The exercise: Beginning at the line that contains "the houndstooth patterned" and ending after the line that contains "(1145, 506)", set out those rows as a numbered list, skipping any blank lines. Include only these rows.

===== Records shown =====

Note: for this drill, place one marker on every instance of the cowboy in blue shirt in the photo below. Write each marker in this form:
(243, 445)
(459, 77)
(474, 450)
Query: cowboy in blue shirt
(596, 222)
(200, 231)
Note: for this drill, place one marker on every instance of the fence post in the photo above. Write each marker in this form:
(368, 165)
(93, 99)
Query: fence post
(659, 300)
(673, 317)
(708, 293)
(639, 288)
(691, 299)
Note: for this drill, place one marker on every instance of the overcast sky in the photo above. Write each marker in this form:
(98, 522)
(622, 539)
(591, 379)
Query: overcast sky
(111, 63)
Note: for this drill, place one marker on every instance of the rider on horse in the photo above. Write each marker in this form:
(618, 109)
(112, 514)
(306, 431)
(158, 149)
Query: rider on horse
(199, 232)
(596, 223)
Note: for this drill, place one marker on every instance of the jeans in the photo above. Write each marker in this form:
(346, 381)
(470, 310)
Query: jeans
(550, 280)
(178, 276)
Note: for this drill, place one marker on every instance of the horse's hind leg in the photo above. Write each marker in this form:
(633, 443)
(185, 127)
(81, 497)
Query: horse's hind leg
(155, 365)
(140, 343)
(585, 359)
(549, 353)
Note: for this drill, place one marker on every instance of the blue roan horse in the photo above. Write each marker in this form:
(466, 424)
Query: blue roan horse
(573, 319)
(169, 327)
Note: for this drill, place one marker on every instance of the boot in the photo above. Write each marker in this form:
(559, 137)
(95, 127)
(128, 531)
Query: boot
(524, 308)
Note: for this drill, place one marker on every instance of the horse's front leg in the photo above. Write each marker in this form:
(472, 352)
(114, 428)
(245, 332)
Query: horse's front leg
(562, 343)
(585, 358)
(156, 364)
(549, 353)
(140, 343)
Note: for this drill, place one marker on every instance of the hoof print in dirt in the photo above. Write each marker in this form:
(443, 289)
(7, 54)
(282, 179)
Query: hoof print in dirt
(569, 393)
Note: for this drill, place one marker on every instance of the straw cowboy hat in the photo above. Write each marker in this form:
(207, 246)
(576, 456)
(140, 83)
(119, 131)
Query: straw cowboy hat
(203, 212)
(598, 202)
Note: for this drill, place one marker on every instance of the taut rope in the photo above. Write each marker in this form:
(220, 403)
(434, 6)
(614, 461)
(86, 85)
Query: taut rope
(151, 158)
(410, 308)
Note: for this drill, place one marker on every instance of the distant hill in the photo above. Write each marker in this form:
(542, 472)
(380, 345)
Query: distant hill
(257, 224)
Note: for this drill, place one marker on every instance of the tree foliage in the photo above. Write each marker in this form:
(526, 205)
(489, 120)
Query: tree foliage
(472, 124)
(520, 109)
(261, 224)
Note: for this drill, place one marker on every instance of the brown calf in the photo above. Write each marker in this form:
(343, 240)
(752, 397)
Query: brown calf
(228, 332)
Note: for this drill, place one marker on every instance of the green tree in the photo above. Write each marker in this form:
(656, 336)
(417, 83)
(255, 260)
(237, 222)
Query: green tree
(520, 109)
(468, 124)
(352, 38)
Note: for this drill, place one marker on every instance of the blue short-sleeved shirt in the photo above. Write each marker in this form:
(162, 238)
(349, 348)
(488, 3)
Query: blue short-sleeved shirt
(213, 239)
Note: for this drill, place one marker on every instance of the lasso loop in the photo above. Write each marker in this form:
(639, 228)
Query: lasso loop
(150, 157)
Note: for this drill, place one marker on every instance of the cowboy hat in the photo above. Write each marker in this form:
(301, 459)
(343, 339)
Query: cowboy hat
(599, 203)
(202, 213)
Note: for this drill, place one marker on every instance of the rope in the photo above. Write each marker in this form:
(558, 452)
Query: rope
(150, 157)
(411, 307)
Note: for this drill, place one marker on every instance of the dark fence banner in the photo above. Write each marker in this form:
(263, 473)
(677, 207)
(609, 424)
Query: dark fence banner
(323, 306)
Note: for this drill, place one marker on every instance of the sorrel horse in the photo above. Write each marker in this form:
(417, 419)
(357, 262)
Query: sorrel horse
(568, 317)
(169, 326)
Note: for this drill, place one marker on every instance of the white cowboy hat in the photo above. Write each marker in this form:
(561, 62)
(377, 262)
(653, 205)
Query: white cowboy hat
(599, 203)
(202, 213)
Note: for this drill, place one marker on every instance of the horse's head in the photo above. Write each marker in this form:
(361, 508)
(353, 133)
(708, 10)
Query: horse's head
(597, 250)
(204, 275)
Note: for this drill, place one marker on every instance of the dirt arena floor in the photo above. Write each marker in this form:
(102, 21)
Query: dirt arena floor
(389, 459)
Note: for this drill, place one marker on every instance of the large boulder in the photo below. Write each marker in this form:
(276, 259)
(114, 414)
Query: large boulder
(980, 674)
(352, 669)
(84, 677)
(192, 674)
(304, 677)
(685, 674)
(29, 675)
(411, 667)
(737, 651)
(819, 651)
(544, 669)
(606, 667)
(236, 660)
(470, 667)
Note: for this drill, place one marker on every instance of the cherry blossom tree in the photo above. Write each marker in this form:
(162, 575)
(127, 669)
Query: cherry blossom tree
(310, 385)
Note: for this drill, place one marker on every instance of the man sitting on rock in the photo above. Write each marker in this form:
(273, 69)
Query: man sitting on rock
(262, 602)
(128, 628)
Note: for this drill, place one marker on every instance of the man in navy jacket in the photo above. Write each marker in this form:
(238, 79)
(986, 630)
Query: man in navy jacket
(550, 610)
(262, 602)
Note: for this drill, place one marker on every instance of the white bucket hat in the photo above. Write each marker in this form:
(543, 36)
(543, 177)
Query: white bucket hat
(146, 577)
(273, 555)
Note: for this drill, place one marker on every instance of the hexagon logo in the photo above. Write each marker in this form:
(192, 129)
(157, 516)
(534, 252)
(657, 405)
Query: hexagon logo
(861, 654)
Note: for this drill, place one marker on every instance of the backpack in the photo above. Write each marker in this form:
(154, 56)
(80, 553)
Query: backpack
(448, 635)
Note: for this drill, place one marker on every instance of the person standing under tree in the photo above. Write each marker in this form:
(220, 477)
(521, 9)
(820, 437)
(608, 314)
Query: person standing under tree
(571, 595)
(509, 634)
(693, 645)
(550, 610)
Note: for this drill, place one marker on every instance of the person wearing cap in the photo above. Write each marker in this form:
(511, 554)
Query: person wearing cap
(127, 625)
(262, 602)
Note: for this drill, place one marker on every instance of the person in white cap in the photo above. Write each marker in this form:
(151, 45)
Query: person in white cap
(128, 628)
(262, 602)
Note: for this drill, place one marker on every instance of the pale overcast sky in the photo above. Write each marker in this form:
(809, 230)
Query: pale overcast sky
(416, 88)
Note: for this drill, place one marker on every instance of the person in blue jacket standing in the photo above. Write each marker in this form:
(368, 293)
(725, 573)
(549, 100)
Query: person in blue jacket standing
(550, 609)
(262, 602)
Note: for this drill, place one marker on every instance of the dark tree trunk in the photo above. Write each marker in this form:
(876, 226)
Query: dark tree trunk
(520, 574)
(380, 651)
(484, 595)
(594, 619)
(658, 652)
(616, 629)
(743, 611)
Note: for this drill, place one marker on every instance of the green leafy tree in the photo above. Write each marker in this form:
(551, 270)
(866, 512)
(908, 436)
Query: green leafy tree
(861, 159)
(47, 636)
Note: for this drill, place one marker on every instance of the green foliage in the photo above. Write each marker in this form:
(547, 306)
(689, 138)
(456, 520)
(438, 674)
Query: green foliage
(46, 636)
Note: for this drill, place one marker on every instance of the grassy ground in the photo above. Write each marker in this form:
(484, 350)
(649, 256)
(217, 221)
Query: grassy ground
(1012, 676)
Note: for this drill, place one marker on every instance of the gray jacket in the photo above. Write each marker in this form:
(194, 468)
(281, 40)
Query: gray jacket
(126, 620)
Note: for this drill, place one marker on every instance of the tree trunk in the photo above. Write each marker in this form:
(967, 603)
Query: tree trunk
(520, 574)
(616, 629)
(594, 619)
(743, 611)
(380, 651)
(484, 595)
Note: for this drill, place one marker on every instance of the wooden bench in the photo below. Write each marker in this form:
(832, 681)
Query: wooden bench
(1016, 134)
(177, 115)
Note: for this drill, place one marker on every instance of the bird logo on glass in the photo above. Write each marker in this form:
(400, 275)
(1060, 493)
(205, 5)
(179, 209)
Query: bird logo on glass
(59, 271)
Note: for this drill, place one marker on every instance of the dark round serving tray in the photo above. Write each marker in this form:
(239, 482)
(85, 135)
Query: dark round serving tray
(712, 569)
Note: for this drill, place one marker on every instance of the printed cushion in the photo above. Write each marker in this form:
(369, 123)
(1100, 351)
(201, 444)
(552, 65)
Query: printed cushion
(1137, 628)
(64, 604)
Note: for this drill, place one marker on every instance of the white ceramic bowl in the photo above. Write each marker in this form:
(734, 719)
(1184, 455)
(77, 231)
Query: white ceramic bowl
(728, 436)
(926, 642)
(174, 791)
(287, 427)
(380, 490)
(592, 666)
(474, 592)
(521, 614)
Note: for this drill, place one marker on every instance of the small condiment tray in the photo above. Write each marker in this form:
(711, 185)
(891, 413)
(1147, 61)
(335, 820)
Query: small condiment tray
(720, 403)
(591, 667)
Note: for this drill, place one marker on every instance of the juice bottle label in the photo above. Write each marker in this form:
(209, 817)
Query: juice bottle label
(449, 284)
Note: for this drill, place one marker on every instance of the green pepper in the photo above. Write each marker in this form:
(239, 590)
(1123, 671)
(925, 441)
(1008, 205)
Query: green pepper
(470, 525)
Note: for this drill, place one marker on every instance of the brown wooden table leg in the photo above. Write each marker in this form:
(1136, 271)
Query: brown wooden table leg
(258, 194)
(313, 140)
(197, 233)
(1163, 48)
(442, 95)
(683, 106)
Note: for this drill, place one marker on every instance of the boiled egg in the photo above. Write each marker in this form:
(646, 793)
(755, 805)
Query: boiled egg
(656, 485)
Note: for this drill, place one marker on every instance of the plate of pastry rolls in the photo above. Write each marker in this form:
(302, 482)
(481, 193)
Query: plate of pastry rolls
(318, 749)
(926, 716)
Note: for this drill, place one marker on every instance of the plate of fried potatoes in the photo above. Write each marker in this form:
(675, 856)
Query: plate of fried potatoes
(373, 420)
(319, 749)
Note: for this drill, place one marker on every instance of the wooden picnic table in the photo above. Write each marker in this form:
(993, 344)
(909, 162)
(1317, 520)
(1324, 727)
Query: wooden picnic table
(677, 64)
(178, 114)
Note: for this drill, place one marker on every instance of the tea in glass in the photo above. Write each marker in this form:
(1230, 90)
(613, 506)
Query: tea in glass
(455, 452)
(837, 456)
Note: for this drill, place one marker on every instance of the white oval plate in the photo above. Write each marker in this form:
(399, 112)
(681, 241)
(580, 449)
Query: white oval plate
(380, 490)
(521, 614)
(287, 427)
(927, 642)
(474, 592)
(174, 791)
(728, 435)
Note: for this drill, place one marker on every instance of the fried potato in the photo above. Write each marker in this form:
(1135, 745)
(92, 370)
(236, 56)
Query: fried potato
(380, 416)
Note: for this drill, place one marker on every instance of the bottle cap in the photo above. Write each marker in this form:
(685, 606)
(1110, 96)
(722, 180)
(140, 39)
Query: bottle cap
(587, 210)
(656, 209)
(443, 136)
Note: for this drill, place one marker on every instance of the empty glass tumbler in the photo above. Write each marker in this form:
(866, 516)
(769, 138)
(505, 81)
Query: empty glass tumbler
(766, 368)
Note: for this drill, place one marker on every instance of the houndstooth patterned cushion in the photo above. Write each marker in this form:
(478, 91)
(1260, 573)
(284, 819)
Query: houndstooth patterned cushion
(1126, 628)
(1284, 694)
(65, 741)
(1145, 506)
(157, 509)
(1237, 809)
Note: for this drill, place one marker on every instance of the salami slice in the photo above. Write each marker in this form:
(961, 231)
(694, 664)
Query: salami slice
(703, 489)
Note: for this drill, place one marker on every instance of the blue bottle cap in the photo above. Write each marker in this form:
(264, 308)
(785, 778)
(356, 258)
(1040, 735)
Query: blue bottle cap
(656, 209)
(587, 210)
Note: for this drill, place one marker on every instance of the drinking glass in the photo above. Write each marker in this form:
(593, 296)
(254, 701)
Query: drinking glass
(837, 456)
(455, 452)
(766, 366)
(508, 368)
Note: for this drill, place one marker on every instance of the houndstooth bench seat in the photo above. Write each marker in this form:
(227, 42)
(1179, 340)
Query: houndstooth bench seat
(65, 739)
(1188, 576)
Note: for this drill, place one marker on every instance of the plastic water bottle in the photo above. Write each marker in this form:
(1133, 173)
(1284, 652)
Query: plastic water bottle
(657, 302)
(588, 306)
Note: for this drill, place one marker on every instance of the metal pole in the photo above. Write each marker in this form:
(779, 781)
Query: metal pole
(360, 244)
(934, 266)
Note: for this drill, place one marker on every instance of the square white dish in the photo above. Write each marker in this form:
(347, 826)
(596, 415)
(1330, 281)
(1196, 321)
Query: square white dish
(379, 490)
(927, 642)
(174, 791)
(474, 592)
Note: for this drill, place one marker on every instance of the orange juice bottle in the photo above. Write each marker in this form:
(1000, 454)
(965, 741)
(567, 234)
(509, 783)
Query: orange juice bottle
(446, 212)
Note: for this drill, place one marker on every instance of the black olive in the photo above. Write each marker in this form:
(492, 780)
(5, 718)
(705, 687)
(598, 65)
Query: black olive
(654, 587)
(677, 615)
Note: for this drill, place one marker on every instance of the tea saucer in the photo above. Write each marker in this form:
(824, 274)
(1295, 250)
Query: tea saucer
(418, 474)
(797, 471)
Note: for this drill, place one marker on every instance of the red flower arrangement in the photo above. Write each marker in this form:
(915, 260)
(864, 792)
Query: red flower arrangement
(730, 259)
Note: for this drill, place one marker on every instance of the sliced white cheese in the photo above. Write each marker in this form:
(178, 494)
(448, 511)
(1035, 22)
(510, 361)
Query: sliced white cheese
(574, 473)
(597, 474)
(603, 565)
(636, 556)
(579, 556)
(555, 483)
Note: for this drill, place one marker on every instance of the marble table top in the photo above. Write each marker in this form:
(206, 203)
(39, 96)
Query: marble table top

=====

Correct response:
1. Note: for this drill, place one marker on every instance of the houndstooth patterned cushion in the photo above. Write each marker in this form:
2. (478, 91)
3. (1260, 573)
4. (284, 819)
5. Query: houndstooth patterned cushion
6. (1126, 628)
7. (1284, 694)
8. (65, 741)
9. (1145, 506)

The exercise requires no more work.